[Dataset rows showing where objects appear]

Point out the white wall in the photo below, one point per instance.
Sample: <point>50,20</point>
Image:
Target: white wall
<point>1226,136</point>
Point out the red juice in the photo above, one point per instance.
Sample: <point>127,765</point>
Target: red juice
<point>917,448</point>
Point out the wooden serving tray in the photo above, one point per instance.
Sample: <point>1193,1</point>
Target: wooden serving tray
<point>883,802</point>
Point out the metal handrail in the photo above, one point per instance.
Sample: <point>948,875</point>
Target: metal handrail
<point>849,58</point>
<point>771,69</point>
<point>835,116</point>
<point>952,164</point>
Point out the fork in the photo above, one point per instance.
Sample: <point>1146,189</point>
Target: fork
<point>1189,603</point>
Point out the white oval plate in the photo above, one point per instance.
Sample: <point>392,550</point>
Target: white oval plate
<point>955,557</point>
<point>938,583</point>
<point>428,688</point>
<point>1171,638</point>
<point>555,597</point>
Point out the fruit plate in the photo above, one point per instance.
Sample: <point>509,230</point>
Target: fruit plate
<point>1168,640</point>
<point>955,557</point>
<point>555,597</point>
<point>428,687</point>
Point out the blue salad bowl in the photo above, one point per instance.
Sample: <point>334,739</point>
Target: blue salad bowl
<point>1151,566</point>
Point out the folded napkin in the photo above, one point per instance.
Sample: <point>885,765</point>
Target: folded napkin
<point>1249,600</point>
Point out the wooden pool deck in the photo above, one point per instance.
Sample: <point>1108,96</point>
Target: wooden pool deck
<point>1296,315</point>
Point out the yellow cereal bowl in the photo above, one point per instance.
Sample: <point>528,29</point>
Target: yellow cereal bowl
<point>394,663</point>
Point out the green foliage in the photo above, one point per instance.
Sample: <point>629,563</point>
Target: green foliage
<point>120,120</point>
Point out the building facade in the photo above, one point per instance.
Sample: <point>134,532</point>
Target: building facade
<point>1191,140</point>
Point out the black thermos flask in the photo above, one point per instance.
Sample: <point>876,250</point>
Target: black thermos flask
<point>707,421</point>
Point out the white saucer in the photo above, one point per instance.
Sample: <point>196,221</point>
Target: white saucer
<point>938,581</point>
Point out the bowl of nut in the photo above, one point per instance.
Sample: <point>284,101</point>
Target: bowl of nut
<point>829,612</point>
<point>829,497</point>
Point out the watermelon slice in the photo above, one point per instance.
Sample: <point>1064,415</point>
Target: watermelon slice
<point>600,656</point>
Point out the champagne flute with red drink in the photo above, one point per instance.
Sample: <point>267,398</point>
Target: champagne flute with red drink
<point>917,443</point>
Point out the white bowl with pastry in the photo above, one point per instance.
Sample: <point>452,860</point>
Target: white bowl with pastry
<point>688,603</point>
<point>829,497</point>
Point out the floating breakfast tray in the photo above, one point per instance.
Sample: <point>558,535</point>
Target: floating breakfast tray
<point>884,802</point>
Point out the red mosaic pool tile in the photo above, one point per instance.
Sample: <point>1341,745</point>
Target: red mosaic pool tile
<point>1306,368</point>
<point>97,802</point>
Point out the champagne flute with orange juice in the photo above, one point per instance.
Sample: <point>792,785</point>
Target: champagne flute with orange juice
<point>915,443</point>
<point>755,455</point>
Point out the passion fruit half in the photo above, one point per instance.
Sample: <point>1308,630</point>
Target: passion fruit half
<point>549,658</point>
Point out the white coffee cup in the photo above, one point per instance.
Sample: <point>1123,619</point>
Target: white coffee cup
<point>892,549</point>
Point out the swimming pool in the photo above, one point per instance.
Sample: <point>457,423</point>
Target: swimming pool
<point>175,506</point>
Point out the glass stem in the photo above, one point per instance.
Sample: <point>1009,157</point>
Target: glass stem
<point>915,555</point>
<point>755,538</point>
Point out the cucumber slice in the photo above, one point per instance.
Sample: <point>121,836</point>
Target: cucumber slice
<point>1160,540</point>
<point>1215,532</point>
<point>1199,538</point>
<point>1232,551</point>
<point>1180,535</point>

Task goal: Please lay out the lines of the rows above as a Markdown table with the columns No and Line, numbered from 1, beginning at the line that has "Point out the white oval" and stopping after the line that has "<point>1249,600</point>". Leave out any blank lines.

Result:
| No | Line |
|---|---|
| 1 | Point out the white oval plate in the photo above, one point per instance. |
| 2 | Sample: <point>392,550</point> |
| 3 | Target: white oval plate |
| 4 | <point>955,557</point> |
| 5 | <point>938,583</point> |
| 6 | <point>428,688</point> |
| 7 | <point>1171,638</point> |
| 8 | <point>555,597</point> |
| 9 | Point out the fruit plate in the photo above, one point per instance. |
| 10 | Sample: <point>509,230</point> |
| 11 | Target: fruit plate |
| 12 | <point>1168,640</point> |
| 13 | <point>955,557</point> |
| 14 | <point>555,597</point> |
| 15 | <point>428,687</point> |
| 16 | Point out the blue salad bowl in the photo above, one point per instance. |
| 17 | Sample: <point>334,739</point> |
| 18 | Target: blue salad bowl |
| 19 | <point>1151,566</point> |
| 20 | Point out the folded napkin in the photo above, one point per instance. |
| 21 | Sample: <point>885,765</point> |
| 22 | Target: folded napkin |
| 23 | <point>1249,600</point> |